Point labeling records:
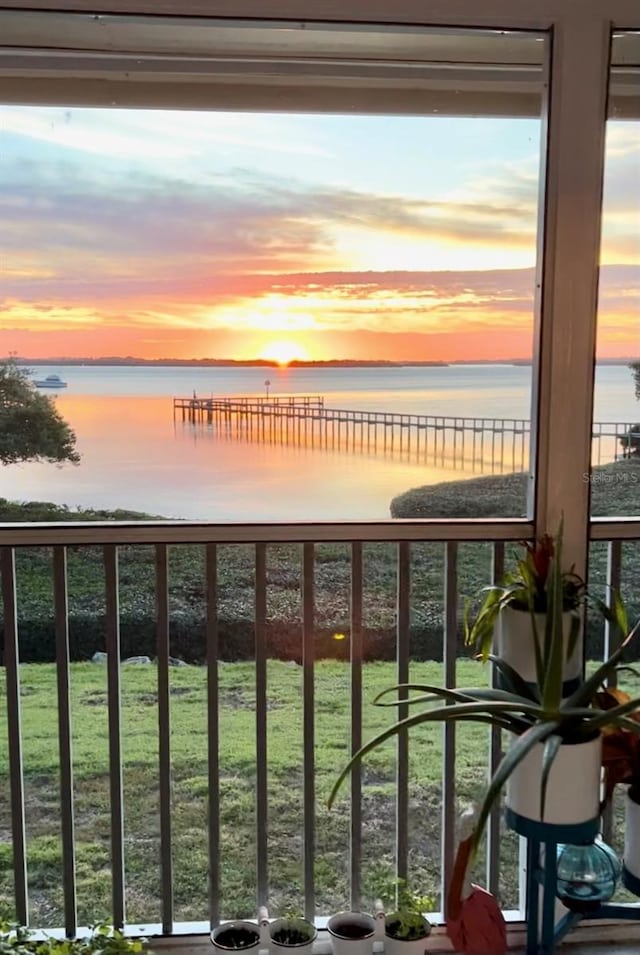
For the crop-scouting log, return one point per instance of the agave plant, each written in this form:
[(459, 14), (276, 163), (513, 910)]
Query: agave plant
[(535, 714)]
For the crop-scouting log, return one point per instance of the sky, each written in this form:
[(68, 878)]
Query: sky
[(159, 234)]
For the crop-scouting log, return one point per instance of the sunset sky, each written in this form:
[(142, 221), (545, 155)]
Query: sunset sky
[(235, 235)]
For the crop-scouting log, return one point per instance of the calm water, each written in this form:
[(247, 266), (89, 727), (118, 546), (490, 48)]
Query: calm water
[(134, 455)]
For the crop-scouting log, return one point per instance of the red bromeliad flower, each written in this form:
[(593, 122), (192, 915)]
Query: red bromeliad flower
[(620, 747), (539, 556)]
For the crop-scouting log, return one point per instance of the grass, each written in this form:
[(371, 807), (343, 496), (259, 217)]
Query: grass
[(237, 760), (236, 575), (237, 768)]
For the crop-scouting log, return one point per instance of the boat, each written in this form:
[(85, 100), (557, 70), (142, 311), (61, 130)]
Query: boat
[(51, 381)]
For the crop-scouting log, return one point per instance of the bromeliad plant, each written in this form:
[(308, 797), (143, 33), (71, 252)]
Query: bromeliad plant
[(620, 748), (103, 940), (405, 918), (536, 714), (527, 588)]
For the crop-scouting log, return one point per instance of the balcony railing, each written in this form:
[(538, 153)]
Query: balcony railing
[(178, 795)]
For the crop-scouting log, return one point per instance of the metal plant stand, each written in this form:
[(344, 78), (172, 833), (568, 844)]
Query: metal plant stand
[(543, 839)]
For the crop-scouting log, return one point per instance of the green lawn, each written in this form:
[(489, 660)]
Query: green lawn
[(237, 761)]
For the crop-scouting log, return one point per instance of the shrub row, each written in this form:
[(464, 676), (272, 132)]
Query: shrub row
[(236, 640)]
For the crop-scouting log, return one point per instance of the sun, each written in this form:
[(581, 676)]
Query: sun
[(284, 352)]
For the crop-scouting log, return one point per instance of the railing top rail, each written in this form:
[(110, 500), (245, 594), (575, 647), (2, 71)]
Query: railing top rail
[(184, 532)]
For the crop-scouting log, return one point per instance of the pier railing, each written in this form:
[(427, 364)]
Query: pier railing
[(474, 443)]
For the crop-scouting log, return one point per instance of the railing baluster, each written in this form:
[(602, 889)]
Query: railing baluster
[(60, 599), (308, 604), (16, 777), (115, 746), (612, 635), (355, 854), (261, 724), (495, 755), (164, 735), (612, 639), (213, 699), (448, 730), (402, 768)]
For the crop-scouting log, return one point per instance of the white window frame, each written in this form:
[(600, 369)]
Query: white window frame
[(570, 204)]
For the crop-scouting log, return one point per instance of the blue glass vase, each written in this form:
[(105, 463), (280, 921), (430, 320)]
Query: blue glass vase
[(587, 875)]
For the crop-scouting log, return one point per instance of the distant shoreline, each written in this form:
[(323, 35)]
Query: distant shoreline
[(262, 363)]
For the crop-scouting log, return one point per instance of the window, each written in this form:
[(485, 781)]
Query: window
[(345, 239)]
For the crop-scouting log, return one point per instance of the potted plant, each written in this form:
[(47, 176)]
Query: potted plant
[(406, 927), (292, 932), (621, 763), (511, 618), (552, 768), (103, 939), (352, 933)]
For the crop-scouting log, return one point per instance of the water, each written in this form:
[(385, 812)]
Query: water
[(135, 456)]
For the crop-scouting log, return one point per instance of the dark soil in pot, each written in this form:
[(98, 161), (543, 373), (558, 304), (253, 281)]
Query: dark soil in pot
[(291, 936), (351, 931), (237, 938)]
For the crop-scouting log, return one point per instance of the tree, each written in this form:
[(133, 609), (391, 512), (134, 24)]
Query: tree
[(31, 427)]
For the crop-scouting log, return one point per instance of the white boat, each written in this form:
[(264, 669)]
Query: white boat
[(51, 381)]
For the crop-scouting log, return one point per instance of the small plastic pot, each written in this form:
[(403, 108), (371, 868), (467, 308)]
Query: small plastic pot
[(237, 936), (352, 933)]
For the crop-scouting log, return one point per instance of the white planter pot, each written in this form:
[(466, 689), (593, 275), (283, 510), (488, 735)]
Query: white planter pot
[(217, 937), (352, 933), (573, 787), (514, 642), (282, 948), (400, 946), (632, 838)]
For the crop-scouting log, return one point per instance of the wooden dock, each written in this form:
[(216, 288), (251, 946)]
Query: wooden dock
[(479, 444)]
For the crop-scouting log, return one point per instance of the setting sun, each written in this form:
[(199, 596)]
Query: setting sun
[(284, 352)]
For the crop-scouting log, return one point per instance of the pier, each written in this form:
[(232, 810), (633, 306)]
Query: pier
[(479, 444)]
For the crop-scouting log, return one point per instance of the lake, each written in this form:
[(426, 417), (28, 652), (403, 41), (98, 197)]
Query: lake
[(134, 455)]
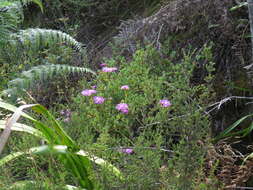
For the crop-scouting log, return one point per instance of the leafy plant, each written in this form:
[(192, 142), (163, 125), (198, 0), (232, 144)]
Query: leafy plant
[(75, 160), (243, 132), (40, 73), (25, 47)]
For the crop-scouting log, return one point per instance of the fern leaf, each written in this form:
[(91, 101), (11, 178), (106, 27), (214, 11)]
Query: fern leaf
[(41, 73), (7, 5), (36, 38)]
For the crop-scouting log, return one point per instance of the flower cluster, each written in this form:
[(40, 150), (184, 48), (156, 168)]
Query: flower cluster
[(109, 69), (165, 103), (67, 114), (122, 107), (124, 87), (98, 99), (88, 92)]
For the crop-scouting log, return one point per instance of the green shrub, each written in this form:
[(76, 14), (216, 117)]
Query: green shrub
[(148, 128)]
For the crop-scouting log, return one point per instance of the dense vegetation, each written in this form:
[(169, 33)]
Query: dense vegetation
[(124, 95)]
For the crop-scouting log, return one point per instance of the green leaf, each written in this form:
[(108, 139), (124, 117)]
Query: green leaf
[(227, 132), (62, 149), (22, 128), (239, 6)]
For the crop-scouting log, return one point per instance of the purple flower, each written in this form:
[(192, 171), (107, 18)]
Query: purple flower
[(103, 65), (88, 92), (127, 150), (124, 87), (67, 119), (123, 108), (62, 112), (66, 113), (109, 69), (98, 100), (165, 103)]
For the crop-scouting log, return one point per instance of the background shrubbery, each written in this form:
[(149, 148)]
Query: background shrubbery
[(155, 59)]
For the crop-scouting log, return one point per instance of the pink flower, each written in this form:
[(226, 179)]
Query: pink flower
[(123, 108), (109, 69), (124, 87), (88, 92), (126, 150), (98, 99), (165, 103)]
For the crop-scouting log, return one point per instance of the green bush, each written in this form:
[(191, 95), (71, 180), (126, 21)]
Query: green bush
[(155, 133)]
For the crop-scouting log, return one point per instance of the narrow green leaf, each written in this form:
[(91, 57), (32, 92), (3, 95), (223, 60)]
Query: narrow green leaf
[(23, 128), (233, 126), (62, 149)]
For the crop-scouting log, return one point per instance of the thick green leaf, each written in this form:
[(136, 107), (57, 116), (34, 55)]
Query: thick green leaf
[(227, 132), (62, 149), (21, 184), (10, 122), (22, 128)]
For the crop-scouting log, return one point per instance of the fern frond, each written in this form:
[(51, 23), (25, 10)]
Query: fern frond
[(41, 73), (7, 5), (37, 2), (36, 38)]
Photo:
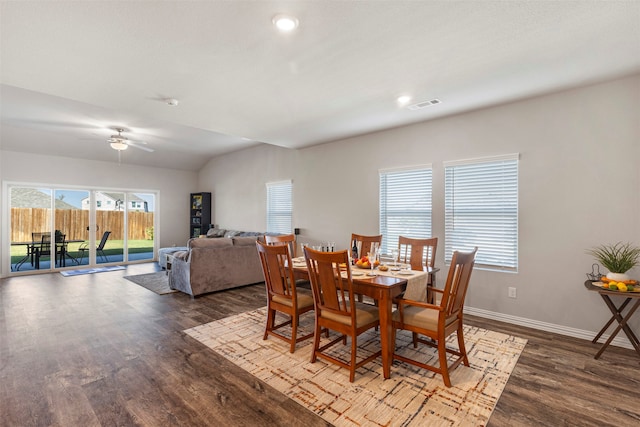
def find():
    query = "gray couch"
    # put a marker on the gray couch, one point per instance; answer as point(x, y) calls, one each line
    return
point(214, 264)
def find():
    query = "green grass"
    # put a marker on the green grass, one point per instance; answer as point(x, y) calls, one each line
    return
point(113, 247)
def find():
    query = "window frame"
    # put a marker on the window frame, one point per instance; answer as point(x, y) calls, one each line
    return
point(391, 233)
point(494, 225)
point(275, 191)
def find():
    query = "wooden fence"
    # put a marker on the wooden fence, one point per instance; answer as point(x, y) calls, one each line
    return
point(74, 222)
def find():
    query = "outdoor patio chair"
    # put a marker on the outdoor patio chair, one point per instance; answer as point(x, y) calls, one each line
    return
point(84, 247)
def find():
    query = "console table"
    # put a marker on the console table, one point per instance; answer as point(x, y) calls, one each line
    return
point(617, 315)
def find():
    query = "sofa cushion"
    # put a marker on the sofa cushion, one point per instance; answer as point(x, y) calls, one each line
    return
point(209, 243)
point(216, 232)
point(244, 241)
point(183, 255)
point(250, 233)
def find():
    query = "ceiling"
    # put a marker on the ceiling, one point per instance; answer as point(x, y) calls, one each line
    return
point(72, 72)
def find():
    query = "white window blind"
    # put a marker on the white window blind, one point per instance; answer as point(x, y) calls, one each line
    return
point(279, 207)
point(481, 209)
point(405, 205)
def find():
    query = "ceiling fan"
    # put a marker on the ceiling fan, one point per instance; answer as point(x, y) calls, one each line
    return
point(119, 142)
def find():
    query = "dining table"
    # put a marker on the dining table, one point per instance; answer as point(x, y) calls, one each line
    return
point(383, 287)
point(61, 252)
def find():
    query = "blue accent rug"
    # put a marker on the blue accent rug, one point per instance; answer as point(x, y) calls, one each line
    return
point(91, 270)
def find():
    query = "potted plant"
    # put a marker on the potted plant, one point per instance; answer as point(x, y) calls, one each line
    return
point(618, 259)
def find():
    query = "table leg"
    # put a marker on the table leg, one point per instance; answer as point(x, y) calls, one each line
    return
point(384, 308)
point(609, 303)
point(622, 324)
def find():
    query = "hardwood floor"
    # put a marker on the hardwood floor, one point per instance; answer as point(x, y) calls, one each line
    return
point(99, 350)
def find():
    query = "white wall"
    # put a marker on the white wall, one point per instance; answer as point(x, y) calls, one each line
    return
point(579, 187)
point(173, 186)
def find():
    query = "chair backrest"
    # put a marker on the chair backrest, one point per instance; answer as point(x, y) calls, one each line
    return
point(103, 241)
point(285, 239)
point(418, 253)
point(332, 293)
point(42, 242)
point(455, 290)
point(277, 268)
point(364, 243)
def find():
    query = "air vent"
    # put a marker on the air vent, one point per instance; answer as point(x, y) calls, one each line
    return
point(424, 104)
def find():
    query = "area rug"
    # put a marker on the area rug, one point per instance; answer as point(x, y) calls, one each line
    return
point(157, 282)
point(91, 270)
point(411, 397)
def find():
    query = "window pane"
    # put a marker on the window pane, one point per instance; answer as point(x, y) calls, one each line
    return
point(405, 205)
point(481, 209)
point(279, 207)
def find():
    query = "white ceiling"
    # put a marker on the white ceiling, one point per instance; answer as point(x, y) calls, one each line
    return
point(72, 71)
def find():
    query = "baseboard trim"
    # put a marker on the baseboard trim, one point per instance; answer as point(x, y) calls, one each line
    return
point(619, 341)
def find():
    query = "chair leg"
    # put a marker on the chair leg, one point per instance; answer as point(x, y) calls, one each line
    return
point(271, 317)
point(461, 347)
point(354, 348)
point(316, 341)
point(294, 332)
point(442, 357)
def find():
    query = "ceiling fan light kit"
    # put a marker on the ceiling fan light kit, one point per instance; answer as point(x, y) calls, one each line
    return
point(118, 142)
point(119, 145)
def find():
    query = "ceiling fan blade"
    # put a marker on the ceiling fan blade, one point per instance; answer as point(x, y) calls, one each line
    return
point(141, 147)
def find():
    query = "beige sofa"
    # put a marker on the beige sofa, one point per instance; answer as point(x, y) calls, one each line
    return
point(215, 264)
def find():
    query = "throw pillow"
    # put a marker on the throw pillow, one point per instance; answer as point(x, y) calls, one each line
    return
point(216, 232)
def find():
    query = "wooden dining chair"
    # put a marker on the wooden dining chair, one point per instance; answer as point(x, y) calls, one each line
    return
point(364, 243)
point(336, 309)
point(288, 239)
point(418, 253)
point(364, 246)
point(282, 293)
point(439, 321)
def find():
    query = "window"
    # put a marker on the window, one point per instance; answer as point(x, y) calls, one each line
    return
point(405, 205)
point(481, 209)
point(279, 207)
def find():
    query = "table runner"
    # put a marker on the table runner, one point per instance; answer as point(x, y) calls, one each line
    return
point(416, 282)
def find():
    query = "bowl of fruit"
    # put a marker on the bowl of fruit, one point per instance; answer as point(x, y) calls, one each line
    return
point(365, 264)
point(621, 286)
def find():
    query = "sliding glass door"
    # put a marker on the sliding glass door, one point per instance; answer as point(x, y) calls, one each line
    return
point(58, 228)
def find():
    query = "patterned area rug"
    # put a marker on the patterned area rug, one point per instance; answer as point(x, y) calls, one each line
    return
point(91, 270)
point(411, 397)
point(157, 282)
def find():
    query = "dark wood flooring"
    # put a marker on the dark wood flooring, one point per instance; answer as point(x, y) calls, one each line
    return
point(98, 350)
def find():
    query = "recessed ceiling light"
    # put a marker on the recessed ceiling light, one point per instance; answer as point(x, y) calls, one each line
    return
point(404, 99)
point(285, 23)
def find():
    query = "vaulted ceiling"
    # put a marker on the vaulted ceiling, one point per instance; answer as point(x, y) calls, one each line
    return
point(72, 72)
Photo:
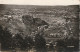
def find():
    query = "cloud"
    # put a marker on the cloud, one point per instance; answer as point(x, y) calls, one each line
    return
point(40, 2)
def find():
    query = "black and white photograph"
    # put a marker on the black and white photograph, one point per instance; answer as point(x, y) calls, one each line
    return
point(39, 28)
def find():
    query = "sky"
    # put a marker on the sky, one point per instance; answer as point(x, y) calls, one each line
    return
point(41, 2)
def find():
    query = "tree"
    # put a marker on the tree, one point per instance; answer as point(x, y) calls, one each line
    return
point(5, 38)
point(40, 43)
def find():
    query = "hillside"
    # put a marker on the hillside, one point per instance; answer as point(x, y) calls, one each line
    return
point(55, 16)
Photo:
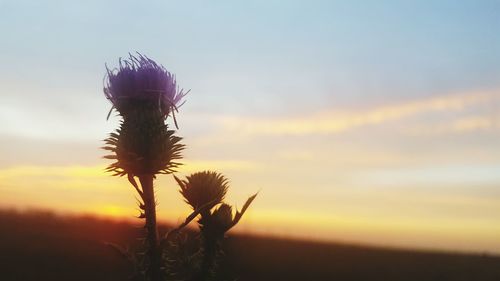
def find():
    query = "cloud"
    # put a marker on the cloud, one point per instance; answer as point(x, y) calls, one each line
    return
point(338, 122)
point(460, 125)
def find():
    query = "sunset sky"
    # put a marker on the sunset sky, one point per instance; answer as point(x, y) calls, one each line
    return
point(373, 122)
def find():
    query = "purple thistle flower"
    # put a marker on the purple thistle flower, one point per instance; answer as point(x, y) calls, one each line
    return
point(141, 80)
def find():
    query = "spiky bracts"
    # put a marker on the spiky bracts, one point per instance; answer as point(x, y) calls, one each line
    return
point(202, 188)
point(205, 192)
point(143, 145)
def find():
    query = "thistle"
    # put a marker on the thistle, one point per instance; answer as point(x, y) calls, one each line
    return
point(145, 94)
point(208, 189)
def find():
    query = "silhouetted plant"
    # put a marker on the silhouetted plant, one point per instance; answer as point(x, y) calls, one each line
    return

What to produce:
Turn the stretch of the records from the line containing "of the dark" through the line containing "[(237, 936), (352, 933)]" into a Markdown table with the columns Row and Record line. Number each row, and leave out any blank lines.

Answer to the problem:
| Row | Record line |
|---|---|
| 1 | For the crop-scouting log, return one point per instance of the dark soil in pot, each written in this form: |
| 2 | [(98, 161), (543, 373), (558, 304), (253, 281)] |
| 3 | Query: dark soil in pot |
| 4 | [(291, 936), (351, 931), (237, 938)] |
| 5 | For the crop-scouting log, return one point per instance of the tree, each written in this form: |
| 6 | [(133, 609), (391, 512), (134, 24)] |
| 7 | Query: tree |
| 8 | [(31, 427)] |
| 9 | For the crop-scouting log, return one point per instance of the white boat, each written in this form: |
| 10 | [(264, 669)] |
| 11 | Query: white boat |
| 12 | [(51, 381)] |
| 13 | For the crop-scouting log, return one point per instance of the small plastic pot, each written in this form: |
| 14 | [(403, 108), (371, 868), (467, 308)] |
| 15 | Query: small plastic pot |
| 16 | [(237, 936), (352, 933)] |